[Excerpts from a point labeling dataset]
%%
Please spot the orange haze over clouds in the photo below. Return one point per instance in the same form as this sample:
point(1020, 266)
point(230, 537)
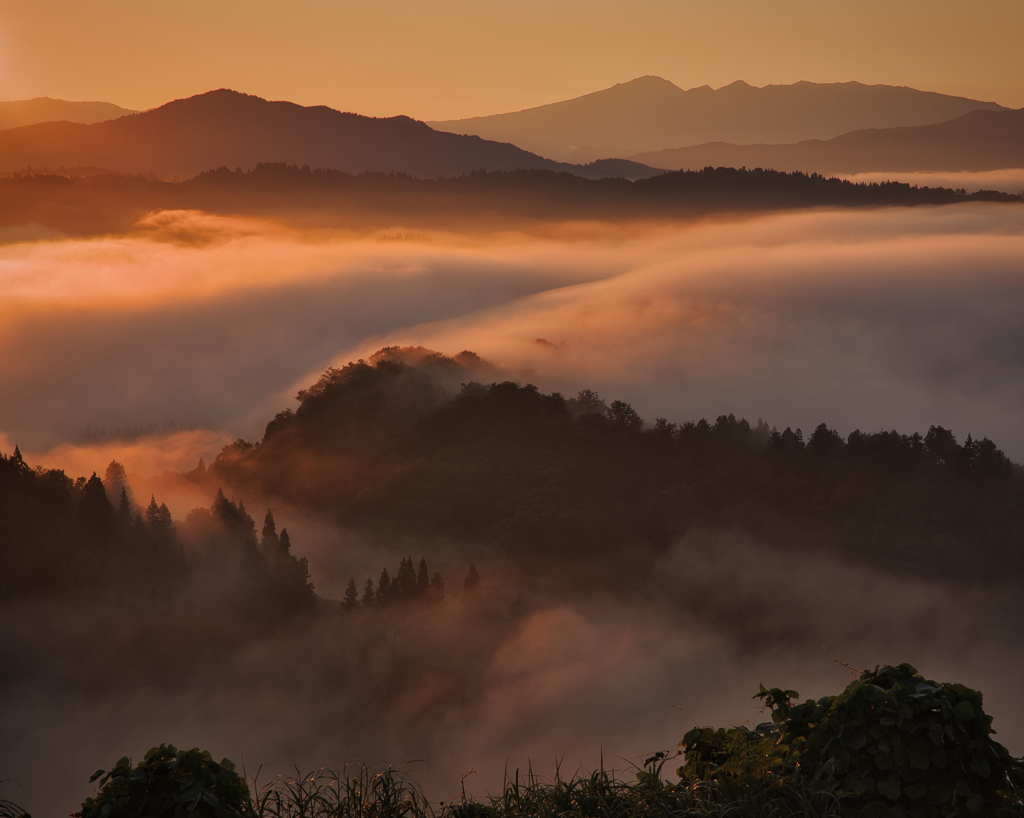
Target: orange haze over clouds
point(456, 58)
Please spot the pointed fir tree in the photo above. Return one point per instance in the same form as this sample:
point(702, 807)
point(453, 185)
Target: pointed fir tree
point(351, 601)
point(422, 578)
point(404, 584)
point(124, 511)
point(384, 589)
point(153, 514)
point(269, 543)
point(437, 588)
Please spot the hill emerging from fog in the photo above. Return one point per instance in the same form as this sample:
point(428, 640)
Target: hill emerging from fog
point(651, 114)
point(31, 112)
point(394, 446)
point(227, 128)
point(977, 141)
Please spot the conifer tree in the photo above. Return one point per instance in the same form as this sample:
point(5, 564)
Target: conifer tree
point(269, 543)
point(384, 589)
point(404, 582)
point(124, 510)
point(351, 600)
point(437, 588)
point(422, 578)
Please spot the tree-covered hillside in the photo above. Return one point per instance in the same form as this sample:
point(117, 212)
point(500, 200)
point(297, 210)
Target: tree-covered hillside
point(385, 448)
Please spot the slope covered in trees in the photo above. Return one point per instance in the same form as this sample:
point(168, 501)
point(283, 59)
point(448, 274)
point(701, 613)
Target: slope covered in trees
point(89, 202)
point(64, 537)
point(385, 448)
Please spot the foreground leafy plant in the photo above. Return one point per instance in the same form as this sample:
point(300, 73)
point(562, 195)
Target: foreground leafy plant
point(892, 743)
point(169, 783)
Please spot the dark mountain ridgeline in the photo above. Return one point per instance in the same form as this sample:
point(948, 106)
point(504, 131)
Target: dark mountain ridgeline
point(113, 203)
point(541, 476)
point(651, 114)
point(31, 112)
point(187, 136)
point(977, 141)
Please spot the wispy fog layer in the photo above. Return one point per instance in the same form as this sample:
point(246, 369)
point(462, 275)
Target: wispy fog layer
point(1010, 180)
point(892, 317)
point(469, 688)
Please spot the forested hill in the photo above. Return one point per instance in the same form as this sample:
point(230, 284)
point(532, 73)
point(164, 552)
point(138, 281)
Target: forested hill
point(86, 202)
point(385, 448)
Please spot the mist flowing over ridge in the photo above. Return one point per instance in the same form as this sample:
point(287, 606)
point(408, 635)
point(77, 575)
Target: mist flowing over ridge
point(651, 114)
point(981, 140)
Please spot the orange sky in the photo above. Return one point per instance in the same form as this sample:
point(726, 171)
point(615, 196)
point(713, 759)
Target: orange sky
point(450, 58)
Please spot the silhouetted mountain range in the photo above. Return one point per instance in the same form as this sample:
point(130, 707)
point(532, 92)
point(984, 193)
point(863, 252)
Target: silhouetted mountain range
point(42, 109)
point(977, 141)
point(651, 114)
point(227, 128)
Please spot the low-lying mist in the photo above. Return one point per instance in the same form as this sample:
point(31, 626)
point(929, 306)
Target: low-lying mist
point(862, 318)
point(479, 685)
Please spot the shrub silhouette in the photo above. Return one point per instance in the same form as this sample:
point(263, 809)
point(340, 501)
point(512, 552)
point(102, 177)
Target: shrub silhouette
point(892, 743)
point(169, 783)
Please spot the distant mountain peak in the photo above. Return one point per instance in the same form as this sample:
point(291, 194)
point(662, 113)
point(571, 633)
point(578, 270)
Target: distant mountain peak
point(651, 114)
point(647, 79)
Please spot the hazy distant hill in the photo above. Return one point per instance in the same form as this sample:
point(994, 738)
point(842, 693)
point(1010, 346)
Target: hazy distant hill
point(42, 109)
point(977, 141)
point(187, 136)
point(651, 114)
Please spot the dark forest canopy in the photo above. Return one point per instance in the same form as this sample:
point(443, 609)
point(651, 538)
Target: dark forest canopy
point(384, 447)
point(91, 202)
point(62, 536)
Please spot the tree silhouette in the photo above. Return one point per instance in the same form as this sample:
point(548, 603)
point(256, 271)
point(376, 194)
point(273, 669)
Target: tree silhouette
point(350, 602)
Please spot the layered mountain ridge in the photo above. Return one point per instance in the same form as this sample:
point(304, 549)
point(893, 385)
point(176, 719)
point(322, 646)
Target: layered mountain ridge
point(651, 114)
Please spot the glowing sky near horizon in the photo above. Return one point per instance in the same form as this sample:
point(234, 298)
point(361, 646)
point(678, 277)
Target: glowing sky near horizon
point(453, 58)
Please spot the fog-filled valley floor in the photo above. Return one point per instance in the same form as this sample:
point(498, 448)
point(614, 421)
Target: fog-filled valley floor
point(508, 420)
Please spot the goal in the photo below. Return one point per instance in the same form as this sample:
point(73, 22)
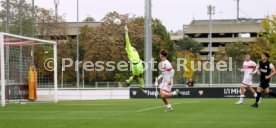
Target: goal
point(20, 56)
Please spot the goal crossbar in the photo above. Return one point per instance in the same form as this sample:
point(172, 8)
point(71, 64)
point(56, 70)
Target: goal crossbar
point(22, 41)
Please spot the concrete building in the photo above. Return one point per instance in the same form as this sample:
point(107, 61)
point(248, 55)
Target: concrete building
point(223, 31)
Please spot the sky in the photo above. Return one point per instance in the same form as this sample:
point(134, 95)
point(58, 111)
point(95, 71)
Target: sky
point(172, 13)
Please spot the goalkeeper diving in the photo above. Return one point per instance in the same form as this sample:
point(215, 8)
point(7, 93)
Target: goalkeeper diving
point(136, 63)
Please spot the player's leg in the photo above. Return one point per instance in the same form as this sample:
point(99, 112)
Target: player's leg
point(259, 91)
point(130, 79)
point(164, 97)
point(269, 92)
point(141, 81)
point(252, 91)
point(140, 71)
point(241, 96)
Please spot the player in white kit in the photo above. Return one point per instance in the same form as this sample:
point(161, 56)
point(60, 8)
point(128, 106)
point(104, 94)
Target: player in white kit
point(167, 80)
point(248, 69)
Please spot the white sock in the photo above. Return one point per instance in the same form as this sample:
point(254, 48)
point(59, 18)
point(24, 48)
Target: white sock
point(241, 98)
point(255, 94)
point(169, 106)
point(174, 92)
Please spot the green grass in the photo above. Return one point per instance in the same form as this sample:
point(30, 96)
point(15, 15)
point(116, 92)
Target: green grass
point(188, 113)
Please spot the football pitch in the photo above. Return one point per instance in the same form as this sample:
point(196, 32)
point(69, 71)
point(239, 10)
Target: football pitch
point(140, 113)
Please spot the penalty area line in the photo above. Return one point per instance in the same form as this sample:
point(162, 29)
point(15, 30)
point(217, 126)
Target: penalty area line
point(147, 109)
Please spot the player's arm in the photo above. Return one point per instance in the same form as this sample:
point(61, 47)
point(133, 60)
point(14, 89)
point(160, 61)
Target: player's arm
point(272, 71)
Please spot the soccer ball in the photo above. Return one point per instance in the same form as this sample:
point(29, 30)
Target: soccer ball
point(117, 22)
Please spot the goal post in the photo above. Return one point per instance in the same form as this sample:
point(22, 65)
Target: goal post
point(16, 53)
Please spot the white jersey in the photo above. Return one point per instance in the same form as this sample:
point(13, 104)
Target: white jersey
point(167, 75)
point(248, 67)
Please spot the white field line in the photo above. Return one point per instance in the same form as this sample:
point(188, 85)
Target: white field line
point(147, 109)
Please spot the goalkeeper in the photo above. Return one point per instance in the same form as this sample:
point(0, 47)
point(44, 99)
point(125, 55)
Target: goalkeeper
point(136, 63)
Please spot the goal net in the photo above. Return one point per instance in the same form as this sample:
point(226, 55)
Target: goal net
point(28, 69)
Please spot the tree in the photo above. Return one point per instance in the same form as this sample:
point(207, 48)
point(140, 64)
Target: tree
point(89, 19)
point(106, 43)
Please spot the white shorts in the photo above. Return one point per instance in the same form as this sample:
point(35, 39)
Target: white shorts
point(247, 82)
point(165, 87)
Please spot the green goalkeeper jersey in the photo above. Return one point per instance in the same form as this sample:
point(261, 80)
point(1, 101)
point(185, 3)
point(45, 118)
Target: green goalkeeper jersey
point(132, 53)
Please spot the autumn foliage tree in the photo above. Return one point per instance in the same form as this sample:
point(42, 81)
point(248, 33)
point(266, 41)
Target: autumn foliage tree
point(106, 43)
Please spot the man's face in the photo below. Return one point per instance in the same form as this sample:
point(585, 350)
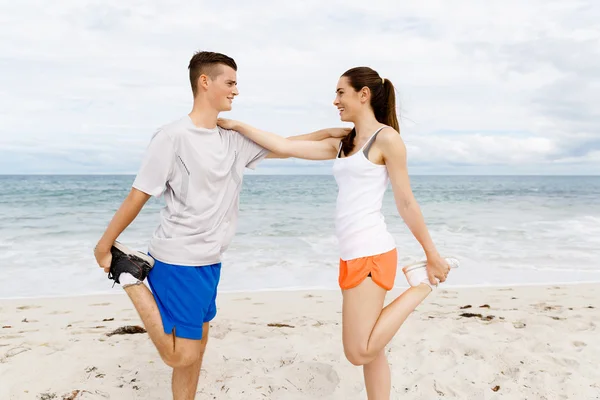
%%
=== Exercise goal ===
How many lines of the entries above contain the word "valley"? Match case exactly, and give only the number.

=== Written answer ===
2